→ Direction A
Copy the listing exactly, from the line containing "target | bus window" through the line containing "(1048, 381)", including both of those lines.

→ Source text
(asked by Anyuli from Puerto Rico)

I recently stumbled upon your blog, and I think it offers some funny and insightful commentary on French culture. I’m a recent graduate from Puerto Rico, who studied abroad in France for a year and is now moving there to pursue a Master’s degree. In your blog you briefly mention the distinction between the “public and the private spheres”. I glimpsed at this through interactions with my significant other and my French host family. In Latin America, there isn’t much of a fine demarcation between each person’s public and private worlds. Could you expand a little on this distinction of the private vs. the public in French culture?
Thanks so much,
Thanks for the kind word Anyuli, and thanks for the question as it’s a topic that I find most interesting. The problem is that it will be hard to answer thoroughly, from experience I feel that it’s a topic that one needs to experience (possibly on the long term) to really understand.
I think I understand what you mean about the absence of real demarcation between both worlds in your culture (Little know fact about “David the Frenchman”: I have dated a Puerto Rican in the past, and yes, I thought her dad was a little bit too nosy about our relationship as we were both adults, it almost felt like back in high school at times).
I think that there are a public and a private spheres in every culture but their definitions and limits will also be unique to every culture.
And in France, more than many other cultures the demarcation between both spheres will be very clear. But as usual, keep in mind that this limit will vary a little bit from individual to individual, as well as social classes, age, etc.
The way I would define public from private is that:
Is public about me any thing that I don’t care whether people know or not.
The rest is private.
But even for a unique individual, that line will vary according to circumstances.
For example, on this blog, I like to keep a certain degree of anonymity. When I first started it, the idea behind it was that I could be any Frenchman, just because of the blog’s concept. As time went on, the blog grew in audience, and I would answer in a more and more subjective and personal way to some questions. So as anybody can read this, there’s always a chance that a random reader would make the connection to me (as an offline individual) and there’s always a chance that it backfires.

→ Data to process
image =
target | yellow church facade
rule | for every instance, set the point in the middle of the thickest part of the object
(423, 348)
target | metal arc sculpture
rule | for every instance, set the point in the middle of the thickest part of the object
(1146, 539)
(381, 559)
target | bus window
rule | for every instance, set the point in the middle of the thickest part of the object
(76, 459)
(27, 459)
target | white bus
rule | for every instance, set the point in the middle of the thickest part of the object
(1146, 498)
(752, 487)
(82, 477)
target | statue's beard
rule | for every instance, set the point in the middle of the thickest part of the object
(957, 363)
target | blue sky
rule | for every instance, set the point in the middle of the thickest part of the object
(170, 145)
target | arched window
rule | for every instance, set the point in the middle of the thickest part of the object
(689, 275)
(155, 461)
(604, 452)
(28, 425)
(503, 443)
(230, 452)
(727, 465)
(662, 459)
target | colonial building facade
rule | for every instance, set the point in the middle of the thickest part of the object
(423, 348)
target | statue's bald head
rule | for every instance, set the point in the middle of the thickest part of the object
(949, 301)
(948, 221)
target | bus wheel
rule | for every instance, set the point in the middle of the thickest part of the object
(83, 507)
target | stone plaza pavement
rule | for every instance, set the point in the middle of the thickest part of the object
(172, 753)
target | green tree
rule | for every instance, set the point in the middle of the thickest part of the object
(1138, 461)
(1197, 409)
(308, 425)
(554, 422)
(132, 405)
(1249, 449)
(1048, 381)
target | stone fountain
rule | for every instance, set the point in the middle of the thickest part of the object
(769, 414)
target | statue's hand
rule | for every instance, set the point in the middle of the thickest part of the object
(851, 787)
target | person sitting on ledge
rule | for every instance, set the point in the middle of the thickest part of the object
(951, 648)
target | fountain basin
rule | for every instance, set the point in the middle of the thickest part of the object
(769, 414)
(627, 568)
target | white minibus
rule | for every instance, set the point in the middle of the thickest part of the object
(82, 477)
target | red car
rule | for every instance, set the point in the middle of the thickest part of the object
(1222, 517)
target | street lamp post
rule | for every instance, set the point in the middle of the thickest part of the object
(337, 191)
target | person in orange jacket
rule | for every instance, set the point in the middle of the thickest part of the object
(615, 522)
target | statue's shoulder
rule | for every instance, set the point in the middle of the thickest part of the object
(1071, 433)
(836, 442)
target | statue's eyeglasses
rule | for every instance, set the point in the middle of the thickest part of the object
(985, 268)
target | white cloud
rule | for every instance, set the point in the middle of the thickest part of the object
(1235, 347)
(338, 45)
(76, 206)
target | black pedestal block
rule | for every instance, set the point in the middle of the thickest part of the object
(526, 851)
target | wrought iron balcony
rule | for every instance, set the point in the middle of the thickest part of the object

→ Direction B
In the text on French public and private spheres, how does the writer define what is public about himself?

→ Exercise solution A
target | bus window
rule | for every instance, set the point in the middle of the thickest part of the object
(76, 459)
(27, 459)
target | white bus
rule | for every instance, set the point in the middle of the thickest part of the object
(1146, 498)
(752, 487)
(82, 477)
target | statue's beard
rule | for every instance, set the point in the middle of the thickest part of the object
(957, 363)
target | blue sky
rule | for every instance, set the point in the middle of the thickest part of the object
(170, 145)
target | arched window
rule | for every instance, set the point in the middle of the thickest part of the object
(689, 275)
(155, 461)
(604, 452)
(28, 425)
(503, 443)
(230, 452)
(727, 465)
(662, 459)
target | colonial building facade
rule | for every instance, set the point in the middle of the thickest part of the object
(423, 348)
target | statue's bald head
rule | for every instance, set the point in the middle of the thickest part of the object
(949, 301)
(948, 221)
target | bus wheel
rule | for every instance, set the point in the middle of the thickest part of the object
(83, 507)
target | stone plaza pavement
rule | for every instance, set the point in the middle of the thickest part of the object
(172, 753)
target | green tree
rule | for every instance, set the point in the middle of the thickest part of the object
(1138, 461)
(1197, 409)
(308, 425)
(554, 422)
(132, 405)
(1249, 449)
(1048, 381)

→ Exercise solution B
Anything he doesn't care whether people know or not.